### To-do list
**1.** List every function that the device-mapper suspend text writes with trailing parentheses.
**2.** Answer these questions from the device-mapper suspend text:
(a) Which value can a target's map() function return to have the core queue the bio?
(b) Where does dec_pending() save the pushback request?
(c) When are the bios merged into md->deferred re-issued?
**3.** Give a continuation of the device-mapper suspend text, starting after its last sentence.

DMF_NOFLUSH_SUSPENDING
----------------------
If the DM_NOFLUSH_FLAG ioctl option is specified at suspend time, the
DMF_NOFLUSH_SUSPENDING flag is set in md->flags during dm_suspend(). It
is always cleared before dm_suspend() returns.
The flag must be visible while the target is flushing pending I/Os so it
is set before presuspend where the flush starts and unset after the wait
for md->pending where the flush ends.
Target drivers can check this flag by calling dm_noflush_suspending().
DM_MAPIO_REQUEUE / DM_ENDIO_REQUEUE
-----------------------------------
A target's map() function can now return DM_MAPIO_REQUEUE to request the
device mapper core queue the bio.
Similarly, a target's end_io() function can return DM_ENDIO_REQUEUE to request
the same. This has been labelled 'pushback'.
The __map_bio() and clone_endio() functions in the core treat these return
values as errors and call dec_pending() to end the I/O.
dec_pending
-----------
dec_pending() saves the pushback request in struct dm_io->error. Once all
the split clones have ended, dec_pending() will put the original bio on
the md->pushback list. Note that this supercedes any I/O errors.
It is possible for the suspend with DM_NOFLUSH_FLAG to be aborted while
in progress (e.g. by user interrupt). dec_pending() checks for this and
returns -EIO if it happened.
pushdback list and pushback_lock
--------------------------------
The bio is queued on md->pushback temporarily in dec_pending(), and after
all pending I/Os return, md->pushback is merged into md->deferred in
dm_suspend() for re-issuing at resume time.

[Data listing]
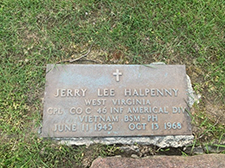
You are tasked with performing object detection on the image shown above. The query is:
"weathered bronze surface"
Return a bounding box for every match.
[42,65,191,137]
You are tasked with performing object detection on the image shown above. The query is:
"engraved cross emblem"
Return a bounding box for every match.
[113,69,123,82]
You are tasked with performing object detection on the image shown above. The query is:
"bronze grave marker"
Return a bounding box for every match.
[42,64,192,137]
--
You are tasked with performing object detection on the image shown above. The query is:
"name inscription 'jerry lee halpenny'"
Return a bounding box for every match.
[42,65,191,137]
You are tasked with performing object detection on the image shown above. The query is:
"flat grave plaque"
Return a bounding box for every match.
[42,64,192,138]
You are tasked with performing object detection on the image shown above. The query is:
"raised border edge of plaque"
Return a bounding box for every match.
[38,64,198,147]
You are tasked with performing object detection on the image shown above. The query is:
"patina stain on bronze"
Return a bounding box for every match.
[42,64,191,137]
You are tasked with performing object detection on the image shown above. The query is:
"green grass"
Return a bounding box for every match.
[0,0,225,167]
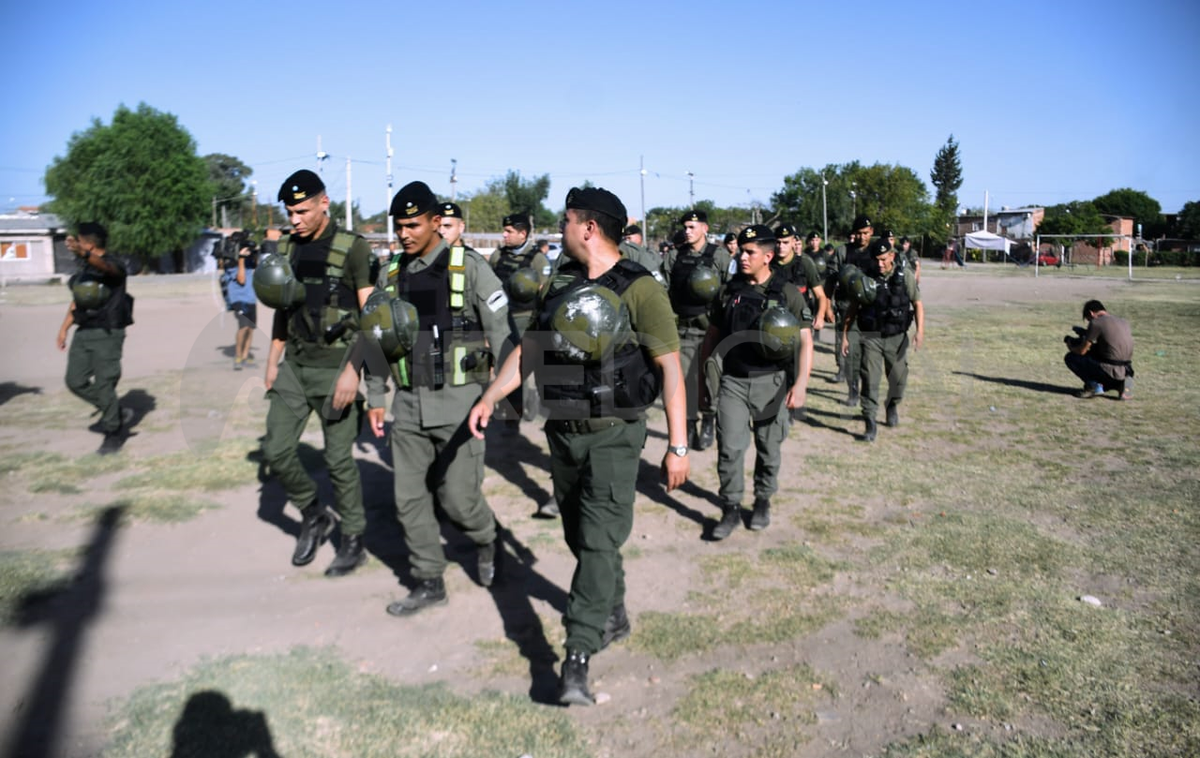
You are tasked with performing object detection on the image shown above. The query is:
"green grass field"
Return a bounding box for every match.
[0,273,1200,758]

### Answers provided
**1.** dm_suspend(), dm_noflush_suspending(), map(), end_io(), __map_bio(), clone_endio(), dec_pending()

**2.**
(a) DM_MAPIO_REQUEUE
(b) In struct dm_io->error
(c) At resume time

**3.**
md->pushback_lock protects md->pushback.
The lock should be held with irq disabled because dec_pending() can be
called from interrupt context.
Queueing bios to md->pushback in dec_pending() must be done atomically
with the check for DMF_NOFLUSH_SUSPENDING flag. So md->pushback_lock is
held when checking the flag. Otherwise dec_pending() may queue a bio to
md->pushback after the interrupted dm_suspend() flushes md->pushback.
Then the bio would be left in md->pushback.
Flag setting in dm_suspend() can be done without md->pushback_lock because
the flag is checked only after presuspend and the set value is already
made visible via the target's presuspend function.
The flag can be checked without md->pushback_lock (e.g. the first part of
the dec_pending() or target drivers), because the flag is checked again
with md->pushback_lock held when the bio is really queued to md->pushback
as described above. So even if the flag is cleared after the lockless
checkings, the bio isn't left in md->pushback but returned to applications
with -EIO.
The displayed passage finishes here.